Task instructions
For the records that follow, please set down exactly the lines between the one holding "the drum strap" and the one holding "of the building", inclusive, and only those.

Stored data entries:
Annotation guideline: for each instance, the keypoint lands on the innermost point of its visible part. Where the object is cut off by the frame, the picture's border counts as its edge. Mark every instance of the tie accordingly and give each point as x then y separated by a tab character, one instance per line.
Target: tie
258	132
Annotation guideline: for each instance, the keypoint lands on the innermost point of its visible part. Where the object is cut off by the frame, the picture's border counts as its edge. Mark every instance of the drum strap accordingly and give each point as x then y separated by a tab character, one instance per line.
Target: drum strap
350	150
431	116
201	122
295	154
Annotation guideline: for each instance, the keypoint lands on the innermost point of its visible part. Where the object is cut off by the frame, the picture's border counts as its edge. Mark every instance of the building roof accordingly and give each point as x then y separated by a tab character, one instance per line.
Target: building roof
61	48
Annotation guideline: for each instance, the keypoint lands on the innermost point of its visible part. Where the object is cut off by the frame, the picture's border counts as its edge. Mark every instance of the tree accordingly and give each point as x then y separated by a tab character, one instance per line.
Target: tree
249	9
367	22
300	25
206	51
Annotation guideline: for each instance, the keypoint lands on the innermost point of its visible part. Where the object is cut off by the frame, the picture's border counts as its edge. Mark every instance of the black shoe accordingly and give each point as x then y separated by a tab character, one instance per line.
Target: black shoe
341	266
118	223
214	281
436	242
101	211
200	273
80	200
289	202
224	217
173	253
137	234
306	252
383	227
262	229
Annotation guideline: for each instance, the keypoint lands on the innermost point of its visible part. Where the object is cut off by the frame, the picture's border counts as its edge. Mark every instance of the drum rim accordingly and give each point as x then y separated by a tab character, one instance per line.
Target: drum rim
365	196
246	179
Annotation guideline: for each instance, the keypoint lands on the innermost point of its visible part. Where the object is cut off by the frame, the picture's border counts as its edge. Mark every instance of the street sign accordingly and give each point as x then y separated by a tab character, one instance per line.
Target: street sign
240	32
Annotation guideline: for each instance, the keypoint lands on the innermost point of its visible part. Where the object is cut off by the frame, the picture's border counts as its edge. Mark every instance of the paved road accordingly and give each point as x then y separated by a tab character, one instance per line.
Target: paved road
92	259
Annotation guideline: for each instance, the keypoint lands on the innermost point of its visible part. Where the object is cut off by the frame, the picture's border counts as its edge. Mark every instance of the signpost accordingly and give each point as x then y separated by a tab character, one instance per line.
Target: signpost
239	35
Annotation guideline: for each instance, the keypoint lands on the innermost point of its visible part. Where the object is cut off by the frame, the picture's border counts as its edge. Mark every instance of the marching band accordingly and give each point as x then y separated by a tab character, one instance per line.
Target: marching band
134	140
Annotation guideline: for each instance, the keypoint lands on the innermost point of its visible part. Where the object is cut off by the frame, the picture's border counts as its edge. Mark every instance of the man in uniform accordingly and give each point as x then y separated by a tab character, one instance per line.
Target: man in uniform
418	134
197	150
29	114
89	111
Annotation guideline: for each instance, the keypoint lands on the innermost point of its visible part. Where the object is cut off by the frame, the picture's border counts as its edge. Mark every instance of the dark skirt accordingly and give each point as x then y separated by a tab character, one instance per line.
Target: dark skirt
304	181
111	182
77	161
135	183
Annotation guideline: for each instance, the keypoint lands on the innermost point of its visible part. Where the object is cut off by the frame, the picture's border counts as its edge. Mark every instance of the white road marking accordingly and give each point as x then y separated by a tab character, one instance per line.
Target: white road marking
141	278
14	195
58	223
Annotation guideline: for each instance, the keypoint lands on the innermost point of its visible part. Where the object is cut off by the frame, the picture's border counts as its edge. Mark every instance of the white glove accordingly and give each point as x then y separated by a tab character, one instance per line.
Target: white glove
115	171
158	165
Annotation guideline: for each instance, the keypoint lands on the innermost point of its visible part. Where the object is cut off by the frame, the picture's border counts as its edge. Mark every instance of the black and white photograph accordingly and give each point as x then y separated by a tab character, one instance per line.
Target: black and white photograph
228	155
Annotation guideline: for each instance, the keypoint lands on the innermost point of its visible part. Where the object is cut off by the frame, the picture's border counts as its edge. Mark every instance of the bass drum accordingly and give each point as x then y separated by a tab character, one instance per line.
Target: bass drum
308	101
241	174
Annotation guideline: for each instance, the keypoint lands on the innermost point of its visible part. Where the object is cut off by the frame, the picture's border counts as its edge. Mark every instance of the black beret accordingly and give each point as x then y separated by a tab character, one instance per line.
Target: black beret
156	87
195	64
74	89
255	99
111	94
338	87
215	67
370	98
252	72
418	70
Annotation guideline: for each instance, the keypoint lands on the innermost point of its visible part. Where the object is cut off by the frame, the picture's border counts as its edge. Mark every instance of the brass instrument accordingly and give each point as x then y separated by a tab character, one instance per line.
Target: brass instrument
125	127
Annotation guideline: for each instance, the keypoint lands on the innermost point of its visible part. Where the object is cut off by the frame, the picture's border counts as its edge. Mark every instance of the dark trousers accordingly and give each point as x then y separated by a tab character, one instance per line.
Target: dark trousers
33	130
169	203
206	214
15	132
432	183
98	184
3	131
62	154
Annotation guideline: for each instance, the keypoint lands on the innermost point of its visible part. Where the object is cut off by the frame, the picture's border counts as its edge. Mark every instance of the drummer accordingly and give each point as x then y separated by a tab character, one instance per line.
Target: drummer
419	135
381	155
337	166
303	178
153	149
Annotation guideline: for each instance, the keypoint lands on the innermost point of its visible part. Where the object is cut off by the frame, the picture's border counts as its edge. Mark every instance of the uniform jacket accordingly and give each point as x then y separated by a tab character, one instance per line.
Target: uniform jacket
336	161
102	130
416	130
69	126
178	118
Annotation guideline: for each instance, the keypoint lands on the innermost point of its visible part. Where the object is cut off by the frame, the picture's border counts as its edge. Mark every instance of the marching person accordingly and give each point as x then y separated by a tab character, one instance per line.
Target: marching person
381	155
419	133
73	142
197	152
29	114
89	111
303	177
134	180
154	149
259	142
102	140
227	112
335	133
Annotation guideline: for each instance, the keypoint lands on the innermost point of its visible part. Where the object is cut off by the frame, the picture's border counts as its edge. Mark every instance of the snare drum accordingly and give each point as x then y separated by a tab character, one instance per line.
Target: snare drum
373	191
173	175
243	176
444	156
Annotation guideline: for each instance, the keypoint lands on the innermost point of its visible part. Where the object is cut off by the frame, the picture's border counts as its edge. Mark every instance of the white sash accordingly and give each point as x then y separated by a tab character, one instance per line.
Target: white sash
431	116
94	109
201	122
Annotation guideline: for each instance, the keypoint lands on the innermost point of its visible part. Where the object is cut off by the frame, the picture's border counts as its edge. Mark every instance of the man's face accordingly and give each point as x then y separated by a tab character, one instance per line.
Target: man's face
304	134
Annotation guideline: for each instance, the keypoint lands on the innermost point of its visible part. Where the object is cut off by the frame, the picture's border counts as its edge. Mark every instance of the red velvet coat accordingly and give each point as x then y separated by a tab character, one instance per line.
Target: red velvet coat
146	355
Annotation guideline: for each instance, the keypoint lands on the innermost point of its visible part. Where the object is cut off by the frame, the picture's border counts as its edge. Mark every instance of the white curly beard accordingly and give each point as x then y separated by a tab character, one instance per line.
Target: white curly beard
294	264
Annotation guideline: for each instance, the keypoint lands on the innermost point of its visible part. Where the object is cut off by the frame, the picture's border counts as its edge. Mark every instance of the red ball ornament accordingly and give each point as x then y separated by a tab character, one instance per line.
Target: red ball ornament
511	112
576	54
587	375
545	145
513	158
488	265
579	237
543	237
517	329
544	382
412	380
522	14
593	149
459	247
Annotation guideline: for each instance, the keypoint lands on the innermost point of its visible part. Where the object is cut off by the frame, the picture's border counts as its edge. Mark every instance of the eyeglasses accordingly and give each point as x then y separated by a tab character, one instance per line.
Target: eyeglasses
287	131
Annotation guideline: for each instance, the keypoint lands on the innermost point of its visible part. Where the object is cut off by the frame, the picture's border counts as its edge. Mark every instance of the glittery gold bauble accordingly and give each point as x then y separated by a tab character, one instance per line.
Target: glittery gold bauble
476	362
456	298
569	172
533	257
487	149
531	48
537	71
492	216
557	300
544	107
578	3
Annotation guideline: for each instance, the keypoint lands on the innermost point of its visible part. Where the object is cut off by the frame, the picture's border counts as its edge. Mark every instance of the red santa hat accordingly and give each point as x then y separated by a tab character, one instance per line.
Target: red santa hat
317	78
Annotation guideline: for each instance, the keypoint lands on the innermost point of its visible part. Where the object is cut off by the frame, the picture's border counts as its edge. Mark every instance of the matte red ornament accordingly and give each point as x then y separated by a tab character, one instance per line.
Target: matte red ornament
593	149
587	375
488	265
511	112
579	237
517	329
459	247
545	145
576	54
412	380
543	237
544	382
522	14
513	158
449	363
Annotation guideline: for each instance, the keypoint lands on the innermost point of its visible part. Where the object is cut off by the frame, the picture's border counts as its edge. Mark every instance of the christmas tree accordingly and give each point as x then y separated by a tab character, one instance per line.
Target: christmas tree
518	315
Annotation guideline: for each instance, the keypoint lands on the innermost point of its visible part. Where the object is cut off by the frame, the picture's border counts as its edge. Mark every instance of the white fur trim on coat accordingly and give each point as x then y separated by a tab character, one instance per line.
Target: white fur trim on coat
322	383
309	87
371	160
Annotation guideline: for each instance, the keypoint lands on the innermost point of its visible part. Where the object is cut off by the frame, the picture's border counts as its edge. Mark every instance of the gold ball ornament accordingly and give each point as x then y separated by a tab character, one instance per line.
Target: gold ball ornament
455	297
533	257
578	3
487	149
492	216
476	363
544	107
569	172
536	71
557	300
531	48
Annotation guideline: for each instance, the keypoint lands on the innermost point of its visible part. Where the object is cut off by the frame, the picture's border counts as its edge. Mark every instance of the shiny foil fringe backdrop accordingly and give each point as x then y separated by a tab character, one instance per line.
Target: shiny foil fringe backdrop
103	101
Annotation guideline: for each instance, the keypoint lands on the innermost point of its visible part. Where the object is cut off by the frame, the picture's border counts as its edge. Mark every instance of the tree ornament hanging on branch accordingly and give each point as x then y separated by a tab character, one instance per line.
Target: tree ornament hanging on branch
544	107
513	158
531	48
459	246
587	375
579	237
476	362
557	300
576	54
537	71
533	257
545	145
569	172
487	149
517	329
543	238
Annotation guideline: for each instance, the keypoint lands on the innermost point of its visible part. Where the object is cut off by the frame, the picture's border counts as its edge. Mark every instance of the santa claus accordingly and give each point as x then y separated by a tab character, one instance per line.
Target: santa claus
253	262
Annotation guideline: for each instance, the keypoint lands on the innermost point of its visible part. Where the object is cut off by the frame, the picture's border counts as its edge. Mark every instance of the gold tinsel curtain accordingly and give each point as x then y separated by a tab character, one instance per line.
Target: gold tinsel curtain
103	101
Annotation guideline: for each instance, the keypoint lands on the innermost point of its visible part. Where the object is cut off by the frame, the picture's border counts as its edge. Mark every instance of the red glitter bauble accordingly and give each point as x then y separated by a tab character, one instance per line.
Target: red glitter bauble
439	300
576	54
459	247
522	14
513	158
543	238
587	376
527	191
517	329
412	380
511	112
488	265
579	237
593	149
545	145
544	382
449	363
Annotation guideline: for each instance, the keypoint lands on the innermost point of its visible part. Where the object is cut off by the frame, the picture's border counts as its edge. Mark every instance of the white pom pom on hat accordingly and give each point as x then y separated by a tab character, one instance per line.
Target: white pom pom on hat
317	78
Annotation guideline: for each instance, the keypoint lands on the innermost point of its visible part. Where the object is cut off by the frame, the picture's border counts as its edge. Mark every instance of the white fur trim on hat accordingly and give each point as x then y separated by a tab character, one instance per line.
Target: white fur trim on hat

Solution to this exercise
Annotation guideline: for each instance, the keypoint lands on the innermost point of its visible part. Where the object is cut off by the frame, the picture's border counts as its edge. Mark every instance of the drum strap accordingly and give each point as x then y separated by a tab character, one instance per line.
Target: drum strap
350	150
431	116
201	122
295	154
Annotation guideline: for each instance, the keypoint lands on the innermost point of its visible part. Where the object is cut off by the frame, the picture's border counts as its edge. Mark every instance of the building roof accordingly and give each point as x then y separated by a tab character, one instance per line.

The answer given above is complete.